## THINGS TO DO
**1)** Using the speech mashups tutorial description, decide whether each statement agrees with it: (a) mobiles have limited computational capabilities for speech processing tasks; (b) existing network-based speech services each handle several different tasks; (c) the tutorial examples are based on a privately held portal. Answer yes or no for each and quote the deciding words.
**2)** Translate this sentence from the speech mashups tutorial description into Spanish: "One popular solution is to move the speech processing resources into the network by concentrating the heavy computation load in server farms."
**3)** List every technology that the speech mashups tutorial description says the tutorial shows how to integrate into multimodal mobile services.

## EXTRACTED TEXT
+===+

ICASSP 2010 - 2010 IEEE International Conference on Acoustics, Speech, and Signal Processing - March 14 - 19, 2010 - Dallas, Texas, USA

Tutorial 6: Speech Mashups: A framework for multimodal mobile services and voice search

Presented by

Giuseppe Di Fabbrizio


Speech is becoming a more attractive interface for mobile devices since it can overcome the input limitations of these small devices. Moreover, speech is a direct, intuitive interface that requires no learning and it is safer for multitasking users. And with the proliferation of web content - from business searches, mapping services, and game applications - it makes sense to combine, or mash up, speech interfaces with web services.

However, mobiles have limited computational capabilities to perform speech processing tasks including automatic speech recognition and text-to-speech conversion that are required for speech interfaces, especially when large vocabularies or high- quality synthesis is involved. One popular solution is to move the speech processing resources into the network by concentrating the heavy computation load in server farms. Some successful services exploit this approach, but to date, these services perform a single specific task and it is unclear how easily these services can expand to perform other tasks, nor is it known whether they can scale to accommodate large deployments.

This tutorial address the real-world challenges to speech-enable mobile applications by introducing a novel approach that leverages web services and cloud computing making easier to combine web content with a speech interface. We show how to integrate automatic speech recognition, text-to- speech synthesis, natural language understanding and multimodal understanding technologies into multimodal mobile services. We also provide an overview of multimodal user interfaces, an introduction to speech recognition and speech synthesis, some element of gesture recognition, and a detailed description of how to integrate multimodal interfaces and web services with the most popular mobile application environment with applications for voice search. The tutorial examples are based on a publicly available speech mashup portal and will allow students, researchers, and speech practitioners to experiment with variety of mobile multimodal services by exploiting industrial-strength speech processing technology.

+===+

## STORED ROWS
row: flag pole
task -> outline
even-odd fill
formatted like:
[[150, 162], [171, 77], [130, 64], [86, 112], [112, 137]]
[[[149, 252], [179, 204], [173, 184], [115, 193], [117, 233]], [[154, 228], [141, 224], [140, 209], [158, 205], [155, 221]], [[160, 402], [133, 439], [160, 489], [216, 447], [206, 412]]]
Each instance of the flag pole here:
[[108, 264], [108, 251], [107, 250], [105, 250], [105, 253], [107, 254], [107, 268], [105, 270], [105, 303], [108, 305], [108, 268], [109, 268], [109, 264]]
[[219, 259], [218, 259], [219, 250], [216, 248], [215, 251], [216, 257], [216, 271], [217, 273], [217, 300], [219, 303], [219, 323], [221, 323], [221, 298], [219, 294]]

+===+

## TASK-BY-TASK SOLUTIONS
**1)**
(a) Yes: "mobiles have limited computational capabilities to perform speech processing tasks"
(b) No: "these services perform a single specific task"
(c) No: "The tutorial examples are based on a publicly available speech mashup portal"

**2)** Una solución popular es trasladar los recursos de procesamiento del habla a la red, concentrando la pesada carga de cómputo en granjas de servidores.

**3)**
- Automatic speech recognition
- Text-to-speech synthesis
- Natural language understanding
- Multimodal understanding